What needs to be done:
Copy the lines below, from the line holding "Locate desk surface" through the line holding "left=132, top=140, right=288, bottom=290", inclusive, changing "bounding box" to "enclosing rectangle" and leaving all else unchanged.
######
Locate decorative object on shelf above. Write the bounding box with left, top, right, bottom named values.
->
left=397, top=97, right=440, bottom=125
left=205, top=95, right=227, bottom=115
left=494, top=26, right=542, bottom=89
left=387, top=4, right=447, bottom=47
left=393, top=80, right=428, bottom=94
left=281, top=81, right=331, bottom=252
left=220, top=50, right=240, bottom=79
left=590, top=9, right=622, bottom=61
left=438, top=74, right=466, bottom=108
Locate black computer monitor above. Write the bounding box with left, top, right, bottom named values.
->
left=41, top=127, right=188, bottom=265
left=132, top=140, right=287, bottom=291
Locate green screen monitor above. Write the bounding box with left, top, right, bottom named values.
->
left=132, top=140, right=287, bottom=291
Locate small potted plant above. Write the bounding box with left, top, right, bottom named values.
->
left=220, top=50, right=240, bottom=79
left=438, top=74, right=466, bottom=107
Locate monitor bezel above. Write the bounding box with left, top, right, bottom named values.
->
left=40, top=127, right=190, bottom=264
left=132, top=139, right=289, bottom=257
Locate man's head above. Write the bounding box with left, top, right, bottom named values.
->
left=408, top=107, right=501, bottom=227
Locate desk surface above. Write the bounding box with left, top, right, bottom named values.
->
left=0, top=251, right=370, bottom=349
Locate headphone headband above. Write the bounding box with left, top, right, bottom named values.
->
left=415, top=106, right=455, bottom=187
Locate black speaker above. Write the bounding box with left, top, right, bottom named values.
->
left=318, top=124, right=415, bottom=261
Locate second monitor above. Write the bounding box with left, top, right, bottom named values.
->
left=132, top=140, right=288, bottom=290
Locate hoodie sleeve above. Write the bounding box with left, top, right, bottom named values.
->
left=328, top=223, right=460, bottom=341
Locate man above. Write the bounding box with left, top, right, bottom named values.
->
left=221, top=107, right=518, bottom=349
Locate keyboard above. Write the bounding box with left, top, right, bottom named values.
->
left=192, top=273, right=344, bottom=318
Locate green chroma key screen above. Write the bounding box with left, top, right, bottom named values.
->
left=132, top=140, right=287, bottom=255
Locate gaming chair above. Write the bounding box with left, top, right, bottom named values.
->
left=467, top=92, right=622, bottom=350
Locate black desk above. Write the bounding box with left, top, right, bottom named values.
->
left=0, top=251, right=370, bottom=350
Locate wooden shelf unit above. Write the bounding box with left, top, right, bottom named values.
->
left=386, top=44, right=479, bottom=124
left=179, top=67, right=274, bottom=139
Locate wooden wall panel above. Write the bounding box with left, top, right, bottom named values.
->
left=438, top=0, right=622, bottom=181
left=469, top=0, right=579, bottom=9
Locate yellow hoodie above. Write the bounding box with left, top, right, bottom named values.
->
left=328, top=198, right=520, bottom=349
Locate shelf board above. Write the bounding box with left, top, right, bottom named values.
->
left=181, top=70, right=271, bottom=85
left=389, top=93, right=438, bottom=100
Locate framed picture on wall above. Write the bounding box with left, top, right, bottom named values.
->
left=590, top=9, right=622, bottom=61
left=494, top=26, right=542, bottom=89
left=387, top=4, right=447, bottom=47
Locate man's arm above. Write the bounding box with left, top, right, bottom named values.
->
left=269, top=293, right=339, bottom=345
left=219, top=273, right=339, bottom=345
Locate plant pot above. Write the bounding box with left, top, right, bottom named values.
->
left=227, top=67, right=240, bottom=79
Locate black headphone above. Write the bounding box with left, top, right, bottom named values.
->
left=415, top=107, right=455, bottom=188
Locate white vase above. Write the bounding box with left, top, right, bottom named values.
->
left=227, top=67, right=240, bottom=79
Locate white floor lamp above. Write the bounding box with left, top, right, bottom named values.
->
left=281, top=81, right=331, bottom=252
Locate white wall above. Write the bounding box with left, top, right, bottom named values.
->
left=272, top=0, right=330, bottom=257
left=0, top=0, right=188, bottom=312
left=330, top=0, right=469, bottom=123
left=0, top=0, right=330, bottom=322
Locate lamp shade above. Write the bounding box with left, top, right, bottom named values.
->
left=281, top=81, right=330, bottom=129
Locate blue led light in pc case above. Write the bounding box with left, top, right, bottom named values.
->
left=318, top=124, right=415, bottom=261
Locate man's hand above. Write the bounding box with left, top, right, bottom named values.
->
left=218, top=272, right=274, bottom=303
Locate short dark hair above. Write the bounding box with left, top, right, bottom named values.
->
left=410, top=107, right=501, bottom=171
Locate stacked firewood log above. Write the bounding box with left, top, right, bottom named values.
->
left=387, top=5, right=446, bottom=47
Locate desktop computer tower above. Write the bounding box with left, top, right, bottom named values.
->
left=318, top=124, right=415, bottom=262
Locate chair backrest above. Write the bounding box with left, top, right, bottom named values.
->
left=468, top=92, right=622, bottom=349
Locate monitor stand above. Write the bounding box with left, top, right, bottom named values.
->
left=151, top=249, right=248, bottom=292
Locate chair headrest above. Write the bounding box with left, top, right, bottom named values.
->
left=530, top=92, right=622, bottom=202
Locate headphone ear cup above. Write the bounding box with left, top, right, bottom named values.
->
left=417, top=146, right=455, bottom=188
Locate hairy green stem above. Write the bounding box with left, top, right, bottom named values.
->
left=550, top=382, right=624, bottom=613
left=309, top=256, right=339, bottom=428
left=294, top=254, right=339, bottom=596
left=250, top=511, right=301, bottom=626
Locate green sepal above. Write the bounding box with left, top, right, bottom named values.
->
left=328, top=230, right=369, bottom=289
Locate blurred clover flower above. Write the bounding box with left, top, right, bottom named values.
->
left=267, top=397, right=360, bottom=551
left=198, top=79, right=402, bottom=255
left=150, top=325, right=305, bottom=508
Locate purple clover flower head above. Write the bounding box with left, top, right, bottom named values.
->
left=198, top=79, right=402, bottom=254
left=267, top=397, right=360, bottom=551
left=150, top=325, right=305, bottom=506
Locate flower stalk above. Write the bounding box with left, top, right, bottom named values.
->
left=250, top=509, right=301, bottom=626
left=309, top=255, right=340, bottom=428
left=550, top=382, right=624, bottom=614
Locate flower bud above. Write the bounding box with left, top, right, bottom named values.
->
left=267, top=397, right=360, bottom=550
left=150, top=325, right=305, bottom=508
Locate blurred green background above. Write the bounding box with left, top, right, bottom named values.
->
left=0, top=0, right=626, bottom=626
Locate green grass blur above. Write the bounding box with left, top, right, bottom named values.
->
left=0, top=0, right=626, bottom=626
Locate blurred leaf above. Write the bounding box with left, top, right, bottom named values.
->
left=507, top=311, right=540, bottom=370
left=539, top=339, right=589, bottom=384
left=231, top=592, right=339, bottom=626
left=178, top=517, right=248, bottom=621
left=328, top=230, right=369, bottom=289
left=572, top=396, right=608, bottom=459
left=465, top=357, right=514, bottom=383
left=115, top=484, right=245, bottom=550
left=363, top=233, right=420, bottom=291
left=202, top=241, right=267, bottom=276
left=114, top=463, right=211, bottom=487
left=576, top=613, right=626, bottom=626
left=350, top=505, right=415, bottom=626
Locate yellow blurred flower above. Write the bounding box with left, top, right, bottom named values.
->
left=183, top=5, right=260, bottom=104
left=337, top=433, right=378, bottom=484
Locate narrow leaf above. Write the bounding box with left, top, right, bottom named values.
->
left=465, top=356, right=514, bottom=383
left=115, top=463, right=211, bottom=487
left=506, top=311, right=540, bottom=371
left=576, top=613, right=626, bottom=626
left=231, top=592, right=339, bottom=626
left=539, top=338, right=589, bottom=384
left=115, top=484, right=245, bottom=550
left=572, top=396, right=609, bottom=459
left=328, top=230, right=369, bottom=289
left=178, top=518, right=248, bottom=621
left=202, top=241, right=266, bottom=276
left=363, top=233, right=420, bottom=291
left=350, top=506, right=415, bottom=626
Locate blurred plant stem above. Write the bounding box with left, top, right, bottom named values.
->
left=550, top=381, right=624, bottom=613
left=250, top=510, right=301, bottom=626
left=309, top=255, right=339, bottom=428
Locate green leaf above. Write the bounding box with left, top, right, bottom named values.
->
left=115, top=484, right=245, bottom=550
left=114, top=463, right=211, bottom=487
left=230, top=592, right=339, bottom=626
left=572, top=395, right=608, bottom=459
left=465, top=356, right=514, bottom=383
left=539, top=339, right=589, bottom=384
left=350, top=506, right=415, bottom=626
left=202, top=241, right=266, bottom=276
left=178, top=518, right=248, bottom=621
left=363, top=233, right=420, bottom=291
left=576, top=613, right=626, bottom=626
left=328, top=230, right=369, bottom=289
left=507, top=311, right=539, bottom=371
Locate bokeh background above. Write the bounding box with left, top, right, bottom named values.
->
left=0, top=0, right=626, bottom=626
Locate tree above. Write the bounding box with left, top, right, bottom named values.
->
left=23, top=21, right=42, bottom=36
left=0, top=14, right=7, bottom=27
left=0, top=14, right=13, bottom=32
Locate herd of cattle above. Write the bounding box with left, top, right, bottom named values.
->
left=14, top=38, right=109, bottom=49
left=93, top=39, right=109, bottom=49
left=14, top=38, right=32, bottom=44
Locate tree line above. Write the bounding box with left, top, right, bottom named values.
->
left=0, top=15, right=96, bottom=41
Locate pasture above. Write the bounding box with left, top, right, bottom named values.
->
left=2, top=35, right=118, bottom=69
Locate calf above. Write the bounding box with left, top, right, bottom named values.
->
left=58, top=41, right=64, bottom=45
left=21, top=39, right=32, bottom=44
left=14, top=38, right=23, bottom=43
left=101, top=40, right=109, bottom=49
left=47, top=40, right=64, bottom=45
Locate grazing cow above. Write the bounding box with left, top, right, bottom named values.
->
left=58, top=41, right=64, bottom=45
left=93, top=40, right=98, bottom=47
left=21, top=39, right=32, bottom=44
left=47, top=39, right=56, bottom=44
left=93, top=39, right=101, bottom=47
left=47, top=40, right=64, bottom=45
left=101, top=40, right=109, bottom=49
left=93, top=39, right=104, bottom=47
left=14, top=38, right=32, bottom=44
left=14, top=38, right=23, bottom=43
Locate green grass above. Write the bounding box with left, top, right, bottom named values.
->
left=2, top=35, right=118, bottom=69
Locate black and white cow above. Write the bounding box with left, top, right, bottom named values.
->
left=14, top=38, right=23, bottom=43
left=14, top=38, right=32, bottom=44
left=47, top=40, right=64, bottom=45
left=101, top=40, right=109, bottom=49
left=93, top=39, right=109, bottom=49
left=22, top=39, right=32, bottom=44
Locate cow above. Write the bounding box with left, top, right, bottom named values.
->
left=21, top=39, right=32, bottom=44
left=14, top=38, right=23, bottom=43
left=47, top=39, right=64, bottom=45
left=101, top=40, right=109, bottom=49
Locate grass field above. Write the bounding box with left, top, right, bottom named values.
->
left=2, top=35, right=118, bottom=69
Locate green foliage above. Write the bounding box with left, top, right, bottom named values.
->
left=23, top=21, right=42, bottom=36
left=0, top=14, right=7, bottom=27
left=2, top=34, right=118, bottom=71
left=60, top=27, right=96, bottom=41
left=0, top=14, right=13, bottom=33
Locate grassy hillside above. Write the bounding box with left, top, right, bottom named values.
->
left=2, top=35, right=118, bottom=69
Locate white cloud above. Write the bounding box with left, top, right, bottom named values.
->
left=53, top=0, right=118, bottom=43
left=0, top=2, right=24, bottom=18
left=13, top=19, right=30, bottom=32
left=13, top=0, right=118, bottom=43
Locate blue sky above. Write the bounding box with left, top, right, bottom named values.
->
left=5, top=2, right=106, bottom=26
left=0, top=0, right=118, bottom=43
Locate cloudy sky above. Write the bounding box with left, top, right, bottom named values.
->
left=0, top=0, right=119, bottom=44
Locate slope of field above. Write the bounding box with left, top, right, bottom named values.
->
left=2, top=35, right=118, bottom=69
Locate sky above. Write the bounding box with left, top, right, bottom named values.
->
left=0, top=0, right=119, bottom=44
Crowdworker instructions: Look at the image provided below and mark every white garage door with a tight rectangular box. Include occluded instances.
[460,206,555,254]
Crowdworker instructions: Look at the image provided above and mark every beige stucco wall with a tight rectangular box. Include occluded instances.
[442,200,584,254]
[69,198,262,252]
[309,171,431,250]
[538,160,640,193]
######
Output below:
Locate desk surface above. Write the enclosing rectangle with left, top, right, bottom named values.
->
left=0, top=251, right=370, bottom=349
Locate headphone headband above. Write the enclosing rectangle with left, top, right, bottom named values.
->
left=415, top=106, right=455, bottom=187
Locate black speaker above. Write the enclosing rectangle with left, top, right, bottom named values.
->
left=318, top=124, right=415, bottom=261
Locate second monitor above. Write the enclosing rectangle with left, top, right, bottom named values.
->
left=132, top=140, right=288, bottom=290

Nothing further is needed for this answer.